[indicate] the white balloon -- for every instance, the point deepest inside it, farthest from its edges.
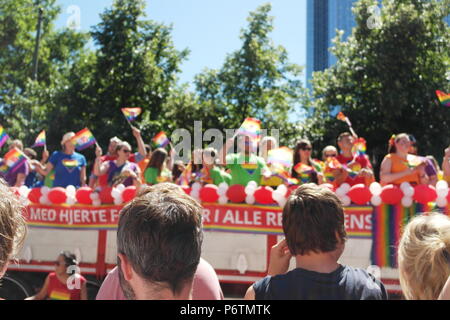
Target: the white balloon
(407, 202)
(441, 202)
(346, 201)
(408, 191)
(375, 188)
(376, 201)
(282, 189)
(250, 199)
(223, 200)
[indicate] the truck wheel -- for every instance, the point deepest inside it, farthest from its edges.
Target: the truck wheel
(13, 288)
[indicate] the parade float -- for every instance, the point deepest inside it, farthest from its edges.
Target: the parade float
(240, 223)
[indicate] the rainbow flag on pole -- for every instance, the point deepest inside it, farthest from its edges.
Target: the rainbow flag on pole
(131, 113)
(3, 136)
(161, 140)
(444, 98)
(12, 160)
(83, 139)
(40, 140)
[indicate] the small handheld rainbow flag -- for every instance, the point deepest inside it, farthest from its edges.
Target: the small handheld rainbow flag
(83, 139)
(161, 140)
(40, 140)
(444, 98)
(3, 136)
(12, 160)
(250, 127)
(282, 156)
(131, 113)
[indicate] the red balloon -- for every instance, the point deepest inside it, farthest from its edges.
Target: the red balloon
(209, 193)
(129, 193)
(34, 195)
(263, 195)
(236, 193)
(360, 194)
(105, 195)
(424, 193)
(57, 195)
(391, 194)
(83, 195)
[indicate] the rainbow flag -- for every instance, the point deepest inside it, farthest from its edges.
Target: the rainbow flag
(161, 140)
(40, 140)
(282, 156)
(3, 136)
(444, 98)
(131, 113)
(250, 127)
(83, 139)
(12, 160)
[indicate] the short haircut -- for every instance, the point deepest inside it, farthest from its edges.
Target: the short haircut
(160, 233)
(13, 228)
(312, 217)
(424, 256)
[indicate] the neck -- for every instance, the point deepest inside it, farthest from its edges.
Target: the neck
(318, 262)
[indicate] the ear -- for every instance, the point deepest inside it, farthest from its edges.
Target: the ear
(125, 265)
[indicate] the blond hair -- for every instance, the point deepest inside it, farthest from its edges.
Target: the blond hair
(424, 256)
(12, 224)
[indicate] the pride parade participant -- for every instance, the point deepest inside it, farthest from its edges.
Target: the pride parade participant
(57, 285)
(396, 167)
(244, 166)
(119, 171)
(69, 166)
(358, 166)
(304, 168)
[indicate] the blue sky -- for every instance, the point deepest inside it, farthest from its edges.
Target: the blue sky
(209, 28)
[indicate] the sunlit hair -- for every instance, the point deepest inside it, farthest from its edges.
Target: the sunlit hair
(424, 256)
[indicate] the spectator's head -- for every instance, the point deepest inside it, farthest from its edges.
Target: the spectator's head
(345, 142)
(113, 142)
(66, 143)
(158, 159)
(16, 144)
(399, 143)
(159, 242)
(30, 153)
(12, 226)
(329, 152)
(313, 221)
(64, 262)
(123, 150)
(424, 256)
(266, 144)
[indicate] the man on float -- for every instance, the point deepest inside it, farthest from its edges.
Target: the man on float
(245, 166)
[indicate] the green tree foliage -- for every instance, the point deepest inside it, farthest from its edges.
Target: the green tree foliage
(385, 78)
(255, 81)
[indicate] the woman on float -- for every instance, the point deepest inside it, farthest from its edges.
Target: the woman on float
(65, 283)
(396, 169)
(120, 170)
(69, 166)
(304, 168)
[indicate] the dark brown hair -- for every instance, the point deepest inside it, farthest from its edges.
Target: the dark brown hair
(160, 232)
(311, 218)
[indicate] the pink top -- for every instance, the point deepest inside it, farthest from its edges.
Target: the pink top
(206, 285)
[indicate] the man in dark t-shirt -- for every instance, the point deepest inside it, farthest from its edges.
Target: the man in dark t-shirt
(313, 223)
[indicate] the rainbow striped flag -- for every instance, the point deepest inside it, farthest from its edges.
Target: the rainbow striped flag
(12, 160)
(281, 156)
(250, 127)
(3, 136)
(444, 98)
(83, 139)
(40, 140)
(161, 140)
(131, 113)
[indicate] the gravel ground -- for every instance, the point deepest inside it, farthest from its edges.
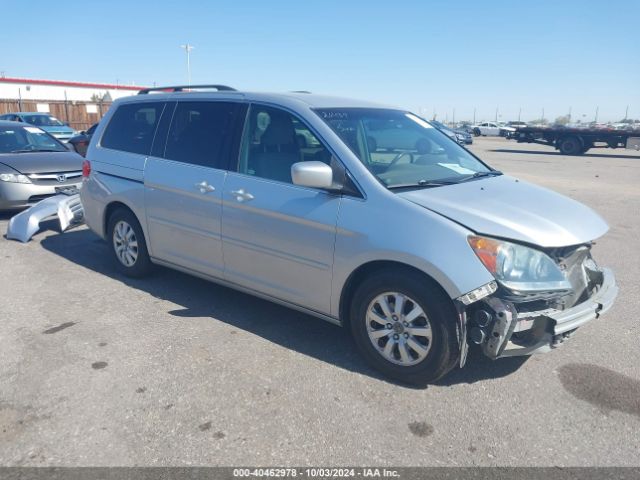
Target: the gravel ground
(97, 369)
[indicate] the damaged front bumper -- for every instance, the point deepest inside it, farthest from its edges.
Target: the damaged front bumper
(66, 206)
(502, 331)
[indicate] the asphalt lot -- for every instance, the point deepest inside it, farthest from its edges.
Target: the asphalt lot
(97, 369)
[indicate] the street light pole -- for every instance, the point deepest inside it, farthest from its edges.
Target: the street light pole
(187, 49)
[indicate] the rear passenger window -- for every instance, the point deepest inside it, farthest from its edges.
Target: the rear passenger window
(204, 133)
(132, 127)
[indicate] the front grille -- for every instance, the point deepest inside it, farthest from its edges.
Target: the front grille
(582, 272)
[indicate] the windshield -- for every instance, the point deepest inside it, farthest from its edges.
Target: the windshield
(43, 120)
(401, 149)
(27, 139)
(439, 125)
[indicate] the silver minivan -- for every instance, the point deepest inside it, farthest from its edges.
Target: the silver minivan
(360, 214)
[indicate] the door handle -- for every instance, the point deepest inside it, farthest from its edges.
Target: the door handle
(204, 187)
(241, 195)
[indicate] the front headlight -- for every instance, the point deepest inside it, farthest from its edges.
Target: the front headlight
(14, 178)
(517, 267)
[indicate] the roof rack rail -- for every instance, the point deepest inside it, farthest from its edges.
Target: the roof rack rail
(182, 88)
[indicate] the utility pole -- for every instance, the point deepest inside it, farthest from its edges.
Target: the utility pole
(187, 49)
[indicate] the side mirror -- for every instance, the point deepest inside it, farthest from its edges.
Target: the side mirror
(312, 174)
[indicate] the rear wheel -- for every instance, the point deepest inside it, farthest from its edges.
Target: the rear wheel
(127, 244)
(404, 326)
(570, 146)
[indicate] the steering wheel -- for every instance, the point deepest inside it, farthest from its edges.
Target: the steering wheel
(397, 158)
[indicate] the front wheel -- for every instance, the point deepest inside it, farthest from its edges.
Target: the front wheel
(404, 326)
(128, 245)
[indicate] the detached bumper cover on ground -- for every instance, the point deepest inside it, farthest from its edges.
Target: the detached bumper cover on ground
(66, 206)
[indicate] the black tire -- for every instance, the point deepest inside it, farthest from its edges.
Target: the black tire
(142, 265)
(570, 145)
(444, 351)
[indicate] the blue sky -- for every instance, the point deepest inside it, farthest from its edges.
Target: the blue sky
(424, 55)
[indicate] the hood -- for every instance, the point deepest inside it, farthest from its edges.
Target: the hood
(512, 209)
(42, 162)
(59, 130)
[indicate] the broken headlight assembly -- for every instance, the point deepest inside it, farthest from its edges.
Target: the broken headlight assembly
(518, 268)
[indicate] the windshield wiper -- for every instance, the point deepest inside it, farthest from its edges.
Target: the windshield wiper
(490, 173)
(29, 150)
(422, 184)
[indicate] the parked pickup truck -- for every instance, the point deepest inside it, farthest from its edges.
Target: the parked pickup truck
(576, 141)
(491, 129)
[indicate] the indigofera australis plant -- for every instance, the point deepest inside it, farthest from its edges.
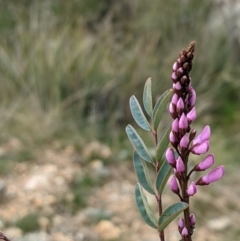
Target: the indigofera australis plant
(175, 159)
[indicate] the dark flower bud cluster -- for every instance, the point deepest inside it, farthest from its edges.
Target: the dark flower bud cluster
(184, 140)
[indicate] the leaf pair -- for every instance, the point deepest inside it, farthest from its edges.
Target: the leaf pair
(167, 216)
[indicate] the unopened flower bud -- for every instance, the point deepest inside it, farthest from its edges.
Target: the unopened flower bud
(180, 167)
(201, 148)
(175, 99)
(174, 77)
(203, 136)
(180, 106)
(170, 156)
(192, 219)
(173, 139)
(174, 185)
(192, 189)
(205, 164)
(184, 142)
(191, 116)
(192, 97)
(175, 126)
(183, 122)
(184, 232)
(212, 176)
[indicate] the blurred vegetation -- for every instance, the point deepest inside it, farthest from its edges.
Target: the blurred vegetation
(68, 68)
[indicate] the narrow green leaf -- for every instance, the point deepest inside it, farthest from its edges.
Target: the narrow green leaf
(170, 214)
(163, 142)
(142, 173)
(147, 97)
(160, 107)
(138, 114)
(138, 144)
(162, 176)
(144, 207)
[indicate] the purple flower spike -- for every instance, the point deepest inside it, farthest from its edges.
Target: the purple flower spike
(192, 189)
(205, 164)
(192, 219)
(184, 232)
(180, 167)
(180, 105)
(192, 97)
(184, 142)
(174, 185)
(203, 136)
(175, 99)
(212, 176)
(170, 156)
(201, 148)
(183, 122)
(175, 125)
(191, 116)
(181, 223)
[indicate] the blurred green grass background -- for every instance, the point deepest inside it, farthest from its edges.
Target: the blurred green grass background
(68, 68)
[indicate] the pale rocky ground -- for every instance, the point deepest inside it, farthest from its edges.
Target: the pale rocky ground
(40, 184)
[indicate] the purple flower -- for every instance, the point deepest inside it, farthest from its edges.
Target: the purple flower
(174, 185)
(170, 156)
(175, 125)
(191, 116)
(184, 232)
(203, 136)
(201, 148)
(212, 176)
(184, 142)
(180, 167)
(183, 122)
(192, 219)
(205, 164)
(192, 189)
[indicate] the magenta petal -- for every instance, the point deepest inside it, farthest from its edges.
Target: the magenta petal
(203, 136)
(192, 189)
(184, 141)
(180, 167)
(170, 157)
(180, 104)
(192, 219)
(183, 122)
(173, 184)
(212, 176)
(175, 125)
(175, 99)
(205, 164)
(184, 232)
(201, 148)
(191, 116)
(192, 97)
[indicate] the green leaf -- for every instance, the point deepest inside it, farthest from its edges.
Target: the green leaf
(160, 107)
(138, 144)
(138, 115)
(163, 142)
(142, 173)
(170, 214)
(162, 176)
(144, 207)
(147, 97)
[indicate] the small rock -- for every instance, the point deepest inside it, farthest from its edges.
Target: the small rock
++++
Starting at the line that has "[indicate] the blond" and ending at the line that has "[indicate] the pride", please write out the lines above exactly, leaving out all others.

=== Answer to this problem ===
[indicate] the blond hair -- for every instance, the point deepest inside it, farthest from its edges.
Target: the blond hair
(424, 256)
(12, 224)
[indicate] the pride parade participant -- for every instance, the point deepest inside it, farthest from its edges.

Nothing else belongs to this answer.